* [About this task]
Starting at the top line and ending at the last, restate the records exactly.

* [Dataset extract]

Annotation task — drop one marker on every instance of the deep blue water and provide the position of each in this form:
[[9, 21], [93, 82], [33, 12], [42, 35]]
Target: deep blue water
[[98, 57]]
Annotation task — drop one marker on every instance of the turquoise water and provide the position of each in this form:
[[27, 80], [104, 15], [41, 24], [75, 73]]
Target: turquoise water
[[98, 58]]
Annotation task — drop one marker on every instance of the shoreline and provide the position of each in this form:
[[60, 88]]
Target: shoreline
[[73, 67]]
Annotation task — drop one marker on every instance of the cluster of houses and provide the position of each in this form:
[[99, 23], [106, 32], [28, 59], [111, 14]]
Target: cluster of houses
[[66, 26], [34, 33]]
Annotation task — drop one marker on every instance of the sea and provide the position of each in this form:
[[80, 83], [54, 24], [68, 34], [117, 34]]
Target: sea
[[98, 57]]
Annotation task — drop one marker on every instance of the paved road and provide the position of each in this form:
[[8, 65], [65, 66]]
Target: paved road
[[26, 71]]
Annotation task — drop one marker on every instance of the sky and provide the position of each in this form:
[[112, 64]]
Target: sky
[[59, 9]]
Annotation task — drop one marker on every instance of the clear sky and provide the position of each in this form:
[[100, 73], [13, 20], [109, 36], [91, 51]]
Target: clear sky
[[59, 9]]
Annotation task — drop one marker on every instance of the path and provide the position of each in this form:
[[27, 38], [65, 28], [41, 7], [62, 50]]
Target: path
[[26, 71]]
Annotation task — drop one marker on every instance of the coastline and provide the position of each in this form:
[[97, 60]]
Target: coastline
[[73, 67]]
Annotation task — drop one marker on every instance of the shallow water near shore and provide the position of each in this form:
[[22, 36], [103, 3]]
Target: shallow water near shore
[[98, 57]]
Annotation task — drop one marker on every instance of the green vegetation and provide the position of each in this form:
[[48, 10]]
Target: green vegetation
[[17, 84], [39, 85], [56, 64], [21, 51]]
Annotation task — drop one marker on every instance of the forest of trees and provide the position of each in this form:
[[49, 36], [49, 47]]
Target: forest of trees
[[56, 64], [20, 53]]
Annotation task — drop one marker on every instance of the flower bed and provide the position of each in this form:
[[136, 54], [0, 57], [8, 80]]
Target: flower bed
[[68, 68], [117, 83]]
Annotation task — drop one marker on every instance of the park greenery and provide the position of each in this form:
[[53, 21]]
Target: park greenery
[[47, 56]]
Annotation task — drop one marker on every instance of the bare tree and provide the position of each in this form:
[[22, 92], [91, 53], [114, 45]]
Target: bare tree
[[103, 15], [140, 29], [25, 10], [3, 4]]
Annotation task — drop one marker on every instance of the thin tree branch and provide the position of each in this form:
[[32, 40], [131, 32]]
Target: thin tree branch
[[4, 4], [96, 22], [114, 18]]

* [Task result]
Annotation task — drop one marker on every instance of the deep blue water and provide the position of each in this form:
[[9, 21], [93, 82], [33, 12], [42, 35]]
Target: deep blue water
[[98, 57]]
Annotation task — drop one marker on every instance of the turquoise water and provide the position of each in this form:
[[27, 80], [104, 15], [41, 24], [75, 73]]
Target: turquoise water
[[98, 58]]
Annotation task — drop one marker on every instance of the shoreline and provide the position of each in this form:
[[60, 88]]
Target: shoreline
[[73, 67]]
Annotation task — drop one marker on every instance of the cluster of houses and provide the position of each in this form:
[[99, 23], [106, 32], [28, 59], [111, 14]]
Target: cluster of houses
[[66, 26], [34, 33]]
Annotation task — drop one marker on every instance of the sea and provide the position of each in this form:
[[80, 83], [54, 24], [68, 34], [117, 34]]
Target: sea
[[98, 57]]
Annotation task — drop one marker on every instance of the paved road and provide the position of each in this form:
[[8, 65], [65, 66]]
Target: paved road
[[26, 71]]
Annotation task — drop one marker on every instance of the sky and provide the position of each in this form:
[[112, 64]]
Target: sky
[[59, 9]]
Annotation task — drop one marker on every instance of the clear sky and provide the position of each in this form:
[[100, 73], [13, 20], [109, 36], [91, 51]]
Target: clear sky
[[59, 9]]
Annotation task — drop one marker on every instance of the path and provide the position of each in this form:
[[27, 38], [65, 28], [41, 7], [62, 50]]
Target: path
[[26, 71]]
Annotation task — drop one marker on every instance of the coastline and provide the position of each in this form:
[[97, 60]]
Target: coastline
[[73, 67]]
Annotation task — drop one marker on every instance of the shallow water near shore and provide the position of each in this form:
[[22, 36], [103, 3]]
Target: shallow water near shore
[[98, 57]]
Annotation task — drop one marker on every instance of the green vegetation and provide the position of each in this form:
[[48, 10]]
Target: green vegetation
[[17, 84], [39, 85], [56, 64], [21, 51]]
Annotation task — drop one marker on every instance of the forest of trees and provide the position of each in this form:
[[49, 36], [49, 47]]
Target: forest of trees
[[56, 64], [20, 53]]
Annotation task — drop one marker on every instance of the flower bed and provide the position of each in this form:
[[136, 54], [0, 57], [8, 80]]
Target: flower bed
[[68, 68], [117, 83]]
Annotation task — drop one marker on every instance of the park greenery and provide the position of each in this form:
[[53, 21]]
Target: park greenery
[[47, 56]]
Annotation task — drop one marker on every instance of the bare tree and provide the position of each in this form:
[[22, 92], [91, 53], [114, 45]]
Target: bare tree
[[103, 15], [140, 29], [25, 10], [3, 4]]
Annotation task — drop one marker on every instance of the thin tree branch and provide the position of each in this form:
[[32, 40], [131, 32]]
Target: thin tree branch
[[4, 4], [96, 22], [114, 18]]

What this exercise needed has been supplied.